SELECTED TEXT
········

The Constitutions are so full of material on which it is well for one in my position not to speak very freely in such a work as this, that I rejoice all the more to confide the task of annotation almost exclusively to another and to one from whom American Christians must ever be glad to hear on subjects requiring in an almost equal degree the skill of an expert critic and the candour of a conscientious Christian.

I prefix Professor Riddle’s Preface to the Introductory Notice of the Edinburgh editor, as follows:—

Preface

New interest has been awakened in the Apostolic Constitutions by the discovery of an ancient manuscript in Constantinople. 1 While it does not contain the Constitutions, it affords much material for discussion respecting the sources and authorship of this compilation. The so-called Teaching of the Twelve Apostles, found in the Codex at Constantinople, and published by Bryennios in 1883, is recognised as the basis of the seventh book of the Constitutions. The verbal coincidences, the order of topics, and other obvious phenomena, leave little room for reasonable doubt on this point. That the reader may be in possession of the main facts, the corresponding portions have been indicated both in book vii. of the Constitutions and in the version of the Teaching inserted in this volume. This literary connection has some bearing on the discussion as to the age of the Constitutions. If the Teaching is substantially the early work bearing that name, then some of the references by early writers which have been applied to the larger work must now be regarded as pointing to the Teaching; still, this only bears against the theory of a date as early as the third century. The new critical material furnished by the Bryennios manuscript for the Ignatian controversy has a bearing on the question respecting the work before us. The opinion has been strengthened (see below), that the same hand enlarged the Ignatian Epistles and adapted earlier matter (such as the Teaching) for the Apostolic Constitutions.

········

REQUIRED TASK 1
Starting with the first of the rows and going on through the line with "[(242, 288), (918, 278), (106, 258)]", rescale the lines and give them all again, requests included. Multiply every coordinate in the answers by 0.95 and round to whole numbers, with halves rounded up, but leave the numbers in the requests and their format samples unchanged.

········

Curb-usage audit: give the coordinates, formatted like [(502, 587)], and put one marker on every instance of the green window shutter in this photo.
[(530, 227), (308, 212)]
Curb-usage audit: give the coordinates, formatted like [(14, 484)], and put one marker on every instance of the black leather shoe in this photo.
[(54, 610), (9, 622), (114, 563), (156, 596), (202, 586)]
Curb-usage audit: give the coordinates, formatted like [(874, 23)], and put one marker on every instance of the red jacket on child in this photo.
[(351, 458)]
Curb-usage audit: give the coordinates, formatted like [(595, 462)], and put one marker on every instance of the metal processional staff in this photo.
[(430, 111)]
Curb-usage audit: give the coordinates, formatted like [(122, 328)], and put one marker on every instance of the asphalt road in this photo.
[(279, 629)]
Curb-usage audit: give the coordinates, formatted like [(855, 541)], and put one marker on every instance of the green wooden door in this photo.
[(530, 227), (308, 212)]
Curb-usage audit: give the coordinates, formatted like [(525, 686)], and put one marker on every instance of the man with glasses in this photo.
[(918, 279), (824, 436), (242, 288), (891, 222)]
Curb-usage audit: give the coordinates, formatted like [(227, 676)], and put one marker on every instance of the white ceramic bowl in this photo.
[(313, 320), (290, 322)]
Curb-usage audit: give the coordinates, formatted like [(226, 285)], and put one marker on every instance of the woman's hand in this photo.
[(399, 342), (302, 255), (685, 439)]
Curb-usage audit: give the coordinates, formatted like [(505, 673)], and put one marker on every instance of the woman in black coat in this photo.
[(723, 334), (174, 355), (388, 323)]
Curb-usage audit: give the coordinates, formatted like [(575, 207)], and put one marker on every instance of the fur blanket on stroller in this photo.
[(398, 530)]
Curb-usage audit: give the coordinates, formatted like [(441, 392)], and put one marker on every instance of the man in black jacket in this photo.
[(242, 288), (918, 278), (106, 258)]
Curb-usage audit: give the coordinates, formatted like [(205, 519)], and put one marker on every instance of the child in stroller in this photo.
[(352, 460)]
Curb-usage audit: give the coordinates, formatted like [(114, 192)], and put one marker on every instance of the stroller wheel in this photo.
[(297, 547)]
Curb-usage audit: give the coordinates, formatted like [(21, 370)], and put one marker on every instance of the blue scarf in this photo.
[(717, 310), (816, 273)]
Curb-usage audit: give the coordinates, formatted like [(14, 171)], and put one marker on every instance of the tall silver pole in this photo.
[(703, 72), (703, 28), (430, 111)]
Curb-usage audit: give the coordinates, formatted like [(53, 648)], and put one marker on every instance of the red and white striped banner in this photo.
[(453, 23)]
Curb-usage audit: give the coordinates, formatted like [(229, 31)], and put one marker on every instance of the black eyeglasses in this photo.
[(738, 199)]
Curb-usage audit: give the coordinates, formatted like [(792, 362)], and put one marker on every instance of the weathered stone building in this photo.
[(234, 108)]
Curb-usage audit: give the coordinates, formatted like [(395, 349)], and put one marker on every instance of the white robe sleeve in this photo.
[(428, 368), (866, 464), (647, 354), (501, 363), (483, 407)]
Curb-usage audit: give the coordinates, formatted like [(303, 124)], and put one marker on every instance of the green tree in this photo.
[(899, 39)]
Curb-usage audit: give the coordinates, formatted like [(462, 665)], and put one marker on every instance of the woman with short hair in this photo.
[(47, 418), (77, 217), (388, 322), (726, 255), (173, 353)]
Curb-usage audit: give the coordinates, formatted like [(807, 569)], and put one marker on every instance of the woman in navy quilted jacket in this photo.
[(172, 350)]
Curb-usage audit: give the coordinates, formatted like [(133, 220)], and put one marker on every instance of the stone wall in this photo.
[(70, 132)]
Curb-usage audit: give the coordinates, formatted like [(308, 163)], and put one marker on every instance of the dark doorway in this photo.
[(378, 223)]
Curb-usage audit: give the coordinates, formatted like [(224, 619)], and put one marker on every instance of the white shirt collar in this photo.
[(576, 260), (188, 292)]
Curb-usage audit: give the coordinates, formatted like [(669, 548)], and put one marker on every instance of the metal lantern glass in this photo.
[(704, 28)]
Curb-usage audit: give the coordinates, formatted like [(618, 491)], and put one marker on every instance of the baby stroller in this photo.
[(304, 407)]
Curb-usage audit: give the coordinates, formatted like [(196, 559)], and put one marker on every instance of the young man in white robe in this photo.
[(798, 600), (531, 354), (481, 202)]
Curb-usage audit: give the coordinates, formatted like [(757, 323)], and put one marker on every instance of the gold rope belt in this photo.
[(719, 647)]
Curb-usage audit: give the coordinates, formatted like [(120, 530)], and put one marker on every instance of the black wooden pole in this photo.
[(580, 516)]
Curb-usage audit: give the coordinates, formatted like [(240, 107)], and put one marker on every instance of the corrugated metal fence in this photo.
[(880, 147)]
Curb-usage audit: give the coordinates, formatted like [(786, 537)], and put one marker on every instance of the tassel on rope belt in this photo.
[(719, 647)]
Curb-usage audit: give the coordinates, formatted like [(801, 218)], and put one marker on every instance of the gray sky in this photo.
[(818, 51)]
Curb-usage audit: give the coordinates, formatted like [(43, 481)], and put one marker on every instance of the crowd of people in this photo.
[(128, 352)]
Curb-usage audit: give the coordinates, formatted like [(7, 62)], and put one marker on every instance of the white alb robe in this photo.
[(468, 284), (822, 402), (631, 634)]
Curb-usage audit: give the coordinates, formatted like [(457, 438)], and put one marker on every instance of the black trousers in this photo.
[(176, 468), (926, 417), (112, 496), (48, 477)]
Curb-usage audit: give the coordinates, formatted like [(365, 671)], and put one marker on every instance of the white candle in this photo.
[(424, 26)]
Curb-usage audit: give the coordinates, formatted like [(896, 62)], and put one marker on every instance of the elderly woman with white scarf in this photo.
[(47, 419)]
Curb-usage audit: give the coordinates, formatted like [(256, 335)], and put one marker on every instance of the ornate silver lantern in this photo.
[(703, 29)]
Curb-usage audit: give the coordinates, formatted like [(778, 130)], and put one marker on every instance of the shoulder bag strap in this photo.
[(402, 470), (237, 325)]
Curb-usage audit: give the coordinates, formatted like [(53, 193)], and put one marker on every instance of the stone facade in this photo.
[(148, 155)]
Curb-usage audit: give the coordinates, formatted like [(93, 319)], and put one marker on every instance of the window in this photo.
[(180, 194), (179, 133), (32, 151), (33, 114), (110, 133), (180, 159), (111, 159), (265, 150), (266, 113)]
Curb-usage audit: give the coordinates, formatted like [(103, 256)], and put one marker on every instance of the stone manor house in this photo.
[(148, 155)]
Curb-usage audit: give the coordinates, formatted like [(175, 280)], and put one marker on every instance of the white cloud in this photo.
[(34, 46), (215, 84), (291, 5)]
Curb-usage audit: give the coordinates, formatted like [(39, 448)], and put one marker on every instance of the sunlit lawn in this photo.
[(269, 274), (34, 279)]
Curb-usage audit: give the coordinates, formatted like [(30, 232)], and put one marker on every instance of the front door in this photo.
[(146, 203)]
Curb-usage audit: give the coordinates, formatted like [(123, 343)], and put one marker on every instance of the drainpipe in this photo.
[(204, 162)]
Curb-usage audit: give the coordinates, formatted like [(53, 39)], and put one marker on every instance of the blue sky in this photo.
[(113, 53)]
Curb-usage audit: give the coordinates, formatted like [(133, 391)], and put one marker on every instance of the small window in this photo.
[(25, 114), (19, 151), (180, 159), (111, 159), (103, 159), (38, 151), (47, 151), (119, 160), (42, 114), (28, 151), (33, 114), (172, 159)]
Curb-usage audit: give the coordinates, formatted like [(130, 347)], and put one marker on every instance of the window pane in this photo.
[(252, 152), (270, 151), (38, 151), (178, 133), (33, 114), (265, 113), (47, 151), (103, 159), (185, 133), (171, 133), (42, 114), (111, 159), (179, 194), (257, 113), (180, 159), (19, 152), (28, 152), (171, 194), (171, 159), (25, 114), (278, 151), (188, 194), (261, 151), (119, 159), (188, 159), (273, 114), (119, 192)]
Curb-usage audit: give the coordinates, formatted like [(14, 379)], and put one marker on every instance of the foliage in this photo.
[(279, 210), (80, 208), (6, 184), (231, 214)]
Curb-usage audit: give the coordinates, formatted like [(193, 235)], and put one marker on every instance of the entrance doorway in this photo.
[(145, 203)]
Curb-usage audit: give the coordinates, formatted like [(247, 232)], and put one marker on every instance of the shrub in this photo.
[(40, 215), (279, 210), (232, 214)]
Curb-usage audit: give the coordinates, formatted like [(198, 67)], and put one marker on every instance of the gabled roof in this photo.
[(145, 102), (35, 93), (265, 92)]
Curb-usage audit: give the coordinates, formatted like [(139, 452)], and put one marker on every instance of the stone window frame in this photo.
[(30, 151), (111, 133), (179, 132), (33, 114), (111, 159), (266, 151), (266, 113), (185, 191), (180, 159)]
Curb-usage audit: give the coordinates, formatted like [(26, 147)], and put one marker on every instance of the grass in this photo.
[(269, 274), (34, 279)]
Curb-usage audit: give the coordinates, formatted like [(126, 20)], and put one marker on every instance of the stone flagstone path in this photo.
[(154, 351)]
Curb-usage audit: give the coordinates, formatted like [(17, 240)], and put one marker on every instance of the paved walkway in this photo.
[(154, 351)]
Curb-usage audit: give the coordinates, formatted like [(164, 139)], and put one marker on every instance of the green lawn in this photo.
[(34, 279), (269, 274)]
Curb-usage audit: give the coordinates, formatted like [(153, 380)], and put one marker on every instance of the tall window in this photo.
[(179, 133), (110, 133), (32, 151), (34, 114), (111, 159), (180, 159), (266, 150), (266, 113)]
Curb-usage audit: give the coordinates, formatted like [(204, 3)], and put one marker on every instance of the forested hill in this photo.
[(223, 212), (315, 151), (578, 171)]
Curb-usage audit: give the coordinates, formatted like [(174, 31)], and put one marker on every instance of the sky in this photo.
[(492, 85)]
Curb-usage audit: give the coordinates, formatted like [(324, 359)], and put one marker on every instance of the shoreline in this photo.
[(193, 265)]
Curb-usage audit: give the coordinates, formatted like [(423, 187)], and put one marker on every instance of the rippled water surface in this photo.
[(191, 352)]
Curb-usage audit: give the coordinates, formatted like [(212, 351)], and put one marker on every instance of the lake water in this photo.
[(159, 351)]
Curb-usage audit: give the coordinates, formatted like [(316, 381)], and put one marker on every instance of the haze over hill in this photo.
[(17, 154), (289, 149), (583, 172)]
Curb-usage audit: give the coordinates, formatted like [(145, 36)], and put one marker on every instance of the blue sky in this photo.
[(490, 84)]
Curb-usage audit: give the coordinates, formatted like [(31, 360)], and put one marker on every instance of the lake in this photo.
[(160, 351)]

········

REQUIRED TASK 2
According to the preface on the Apostolic Constitutions, who published the Teaching of the Twelve Apostles found in the Codex at Constantinople, and in what year?

COMPLETE RESPONSE 1
Curb-usage audit: give the coordinates, formatted like [(502, 587)], and put one marker on every instance of the green window shutter in this photo.
[(504, 216), (293, 201)]
Curb-usage audit: give the coordinates, formatted like [(14, 484)], and put one marker on every instance of the black leather shoe in this photo.
[(51, 580), (9, 591), (108, 535), (148, 566), (192, 557)]
Curb-usage audit: give the coordinates, formatted like [(874, 23)], and put one marker on every instance of the red jacket on child in this photo.
[(333, 435)]
Curb-usage audit: give the coordinates, formatted like [(595, 462)], and put one marker on every instance of the metal processional staff in this photo.
[(409, 105)]
Curb-usage audit: give the coordinates, formatted like [(122, 328)], and put one marker on every instance of the asphalt road in this photo.
[(265, 598)]
Curb-usage audit: give the coordinates, formatted like [(855, 541)], and put one marker on every instance of the green wooden door in this photo.
[(504, 216), (293, 201)]
Curb-usage audit: give the coordinates, formatted like [(525, 686)], and put one marker on every instance of the man with glasses in this photo.
[(872, 265), (783, 414), (230, 274), (846, 211)]
Curb-usage audit: give the coordinates, formatted like [(227, 676)], and put one marker on every instance of the white ceramic bowl in this photo.
[(297, 304), (276, 306)]
Curb-usage audit: give the coordinates, formatted like [(226, 285)], and put one marker on every instance of the woman's hand in this photo.
[(379, 325), (287, 242), (651, 417)]
Curb-usage audit: give the coordinates, formatted like [(505, 673)], and put one marker on every instance of the woman in black coat in this photo.
[(687, 317), (165, 337), (369, 307)]
Curb-usage audit: give the coordinates, formatted like [(575, 207)], and put one marker on every instance of the fur blanket on stroller in this photo.
[(378, 504)]
Curb-usage audit: give the coordinates, formatted like [(441, 392)], and put one marker on every instance of the man in black jacket in this photo.
[(230, 274), (872, 264), (101, 245)]

COMPLETE RESPONSE 2
Bryennios published it in 1883.